> Extracted entries
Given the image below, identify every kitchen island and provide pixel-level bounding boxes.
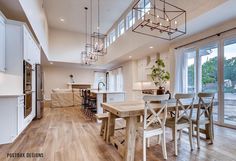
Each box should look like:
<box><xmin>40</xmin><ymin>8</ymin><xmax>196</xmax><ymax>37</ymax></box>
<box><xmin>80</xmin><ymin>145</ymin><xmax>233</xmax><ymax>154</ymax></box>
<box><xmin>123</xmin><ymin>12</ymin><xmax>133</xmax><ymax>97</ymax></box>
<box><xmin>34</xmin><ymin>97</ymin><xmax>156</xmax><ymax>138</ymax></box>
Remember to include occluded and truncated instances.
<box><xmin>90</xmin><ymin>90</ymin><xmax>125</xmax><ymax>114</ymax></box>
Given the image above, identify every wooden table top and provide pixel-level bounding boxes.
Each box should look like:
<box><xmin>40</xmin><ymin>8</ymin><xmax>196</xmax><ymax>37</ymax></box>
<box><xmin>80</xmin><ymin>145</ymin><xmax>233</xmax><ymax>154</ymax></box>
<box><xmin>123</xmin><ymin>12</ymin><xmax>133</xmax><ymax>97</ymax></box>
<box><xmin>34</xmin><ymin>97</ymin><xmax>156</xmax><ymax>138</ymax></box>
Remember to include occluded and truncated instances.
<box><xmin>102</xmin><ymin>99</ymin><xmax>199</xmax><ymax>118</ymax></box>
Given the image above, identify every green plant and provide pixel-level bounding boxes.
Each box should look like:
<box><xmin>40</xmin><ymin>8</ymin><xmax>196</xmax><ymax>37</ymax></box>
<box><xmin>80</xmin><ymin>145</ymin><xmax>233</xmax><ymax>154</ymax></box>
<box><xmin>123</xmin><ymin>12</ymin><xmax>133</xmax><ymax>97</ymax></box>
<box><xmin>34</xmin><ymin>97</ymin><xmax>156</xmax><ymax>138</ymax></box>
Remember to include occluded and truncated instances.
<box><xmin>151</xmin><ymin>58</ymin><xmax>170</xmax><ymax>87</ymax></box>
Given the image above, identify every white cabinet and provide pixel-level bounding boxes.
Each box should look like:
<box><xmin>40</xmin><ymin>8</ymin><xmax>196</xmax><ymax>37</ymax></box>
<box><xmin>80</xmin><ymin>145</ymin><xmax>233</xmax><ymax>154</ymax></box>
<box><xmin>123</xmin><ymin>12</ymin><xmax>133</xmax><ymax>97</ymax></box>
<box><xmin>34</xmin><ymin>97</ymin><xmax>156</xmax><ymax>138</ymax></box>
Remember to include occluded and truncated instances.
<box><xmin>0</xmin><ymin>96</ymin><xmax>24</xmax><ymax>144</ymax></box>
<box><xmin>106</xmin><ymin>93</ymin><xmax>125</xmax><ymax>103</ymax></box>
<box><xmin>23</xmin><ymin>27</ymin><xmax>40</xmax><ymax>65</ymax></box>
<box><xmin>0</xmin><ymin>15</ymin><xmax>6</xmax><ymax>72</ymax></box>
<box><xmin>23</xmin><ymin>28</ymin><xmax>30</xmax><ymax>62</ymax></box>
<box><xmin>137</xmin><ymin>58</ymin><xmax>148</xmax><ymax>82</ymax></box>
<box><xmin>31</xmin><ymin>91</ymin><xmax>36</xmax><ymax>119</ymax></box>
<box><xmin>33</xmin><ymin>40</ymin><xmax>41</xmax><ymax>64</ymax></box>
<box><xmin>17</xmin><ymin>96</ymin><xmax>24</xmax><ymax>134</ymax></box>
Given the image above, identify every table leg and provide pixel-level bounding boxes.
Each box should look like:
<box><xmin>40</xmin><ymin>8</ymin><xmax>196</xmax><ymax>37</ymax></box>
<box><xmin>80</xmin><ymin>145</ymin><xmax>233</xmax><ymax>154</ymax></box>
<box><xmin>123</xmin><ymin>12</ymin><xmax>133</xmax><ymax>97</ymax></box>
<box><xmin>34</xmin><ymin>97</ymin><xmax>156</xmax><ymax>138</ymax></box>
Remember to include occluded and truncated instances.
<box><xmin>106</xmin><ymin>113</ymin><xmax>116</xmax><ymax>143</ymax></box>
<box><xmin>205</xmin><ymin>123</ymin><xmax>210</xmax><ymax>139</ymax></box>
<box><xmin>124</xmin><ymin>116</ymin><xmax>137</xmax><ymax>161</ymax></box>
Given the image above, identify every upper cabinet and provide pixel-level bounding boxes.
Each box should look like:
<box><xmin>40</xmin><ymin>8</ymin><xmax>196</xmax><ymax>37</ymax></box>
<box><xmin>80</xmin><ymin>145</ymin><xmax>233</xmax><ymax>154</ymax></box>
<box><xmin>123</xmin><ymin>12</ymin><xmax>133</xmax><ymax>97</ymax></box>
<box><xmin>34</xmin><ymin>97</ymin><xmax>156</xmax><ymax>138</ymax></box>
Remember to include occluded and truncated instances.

* * *

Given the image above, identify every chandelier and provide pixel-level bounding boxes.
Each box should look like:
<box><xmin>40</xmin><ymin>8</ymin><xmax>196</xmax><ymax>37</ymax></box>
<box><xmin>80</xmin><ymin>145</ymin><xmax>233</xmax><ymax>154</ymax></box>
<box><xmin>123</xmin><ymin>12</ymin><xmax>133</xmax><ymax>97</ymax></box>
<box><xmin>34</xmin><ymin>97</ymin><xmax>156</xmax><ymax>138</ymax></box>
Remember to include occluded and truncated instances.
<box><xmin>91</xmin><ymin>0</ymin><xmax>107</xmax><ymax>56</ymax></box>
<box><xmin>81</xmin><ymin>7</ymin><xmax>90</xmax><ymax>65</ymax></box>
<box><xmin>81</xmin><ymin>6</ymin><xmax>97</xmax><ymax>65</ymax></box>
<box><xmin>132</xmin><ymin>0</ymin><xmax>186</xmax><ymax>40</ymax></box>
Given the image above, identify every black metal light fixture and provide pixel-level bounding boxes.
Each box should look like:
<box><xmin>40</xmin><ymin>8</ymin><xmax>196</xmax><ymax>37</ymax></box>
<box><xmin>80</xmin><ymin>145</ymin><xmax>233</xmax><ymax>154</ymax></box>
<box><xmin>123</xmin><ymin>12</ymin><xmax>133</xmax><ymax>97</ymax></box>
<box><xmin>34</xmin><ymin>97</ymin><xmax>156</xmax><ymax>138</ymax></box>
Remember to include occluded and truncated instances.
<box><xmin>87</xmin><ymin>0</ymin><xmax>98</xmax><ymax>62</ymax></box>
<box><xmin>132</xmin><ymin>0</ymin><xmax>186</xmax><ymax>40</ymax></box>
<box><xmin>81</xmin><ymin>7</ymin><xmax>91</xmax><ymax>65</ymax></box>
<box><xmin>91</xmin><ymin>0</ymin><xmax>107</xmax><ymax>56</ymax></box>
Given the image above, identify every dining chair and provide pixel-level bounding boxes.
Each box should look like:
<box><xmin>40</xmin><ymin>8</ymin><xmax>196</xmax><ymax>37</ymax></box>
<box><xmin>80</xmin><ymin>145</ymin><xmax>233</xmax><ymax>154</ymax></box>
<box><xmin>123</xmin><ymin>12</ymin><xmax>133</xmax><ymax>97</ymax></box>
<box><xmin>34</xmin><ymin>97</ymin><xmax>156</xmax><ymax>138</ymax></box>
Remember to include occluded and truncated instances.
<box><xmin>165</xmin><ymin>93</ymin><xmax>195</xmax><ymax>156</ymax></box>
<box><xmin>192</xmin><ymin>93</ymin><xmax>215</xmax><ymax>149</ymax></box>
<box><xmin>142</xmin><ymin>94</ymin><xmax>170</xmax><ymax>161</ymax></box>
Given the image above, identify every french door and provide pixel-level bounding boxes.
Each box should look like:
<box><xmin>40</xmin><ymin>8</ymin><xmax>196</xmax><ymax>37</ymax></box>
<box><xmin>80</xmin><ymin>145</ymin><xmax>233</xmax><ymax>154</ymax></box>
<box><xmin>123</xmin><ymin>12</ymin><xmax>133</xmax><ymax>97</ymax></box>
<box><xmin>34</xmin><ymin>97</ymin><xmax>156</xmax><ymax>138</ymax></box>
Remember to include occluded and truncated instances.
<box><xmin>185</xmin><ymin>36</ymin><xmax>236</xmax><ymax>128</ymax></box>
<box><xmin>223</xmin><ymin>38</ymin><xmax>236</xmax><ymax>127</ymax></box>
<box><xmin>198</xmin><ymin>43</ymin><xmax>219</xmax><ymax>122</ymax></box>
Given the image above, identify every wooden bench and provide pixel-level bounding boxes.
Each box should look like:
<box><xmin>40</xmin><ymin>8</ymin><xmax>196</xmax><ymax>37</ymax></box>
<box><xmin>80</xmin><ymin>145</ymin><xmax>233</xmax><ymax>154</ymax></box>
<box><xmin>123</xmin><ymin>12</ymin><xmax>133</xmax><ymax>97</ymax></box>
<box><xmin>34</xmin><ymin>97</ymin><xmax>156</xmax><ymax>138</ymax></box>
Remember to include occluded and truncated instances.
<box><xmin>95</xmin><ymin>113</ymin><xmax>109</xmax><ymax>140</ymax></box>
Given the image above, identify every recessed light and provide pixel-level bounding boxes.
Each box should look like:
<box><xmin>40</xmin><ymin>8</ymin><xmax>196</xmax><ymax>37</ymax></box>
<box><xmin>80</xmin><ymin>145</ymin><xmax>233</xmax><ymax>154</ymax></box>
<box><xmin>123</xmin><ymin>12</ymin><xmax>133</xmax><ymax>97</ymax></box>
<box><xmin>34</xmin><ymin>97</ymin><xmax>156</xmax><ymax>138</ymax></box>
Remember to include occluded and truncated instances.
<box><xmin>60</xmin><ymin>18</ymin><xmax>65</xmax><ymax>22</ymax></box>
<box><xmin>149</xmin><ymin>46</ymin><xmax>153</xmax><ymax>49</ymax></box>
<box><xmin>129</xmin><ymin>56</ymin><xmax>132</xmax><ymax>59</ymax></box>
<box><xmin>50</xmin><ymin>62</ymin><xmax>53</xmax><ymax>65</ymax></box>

> Activity
Scan the listing for the string "table". Copy each line that has it.

> Answer area
Given the image above, identify every wooden table top and provide pixel-level bounding boxes.
Given the image above, identify every table leg and provide pixel-level bounding boxes.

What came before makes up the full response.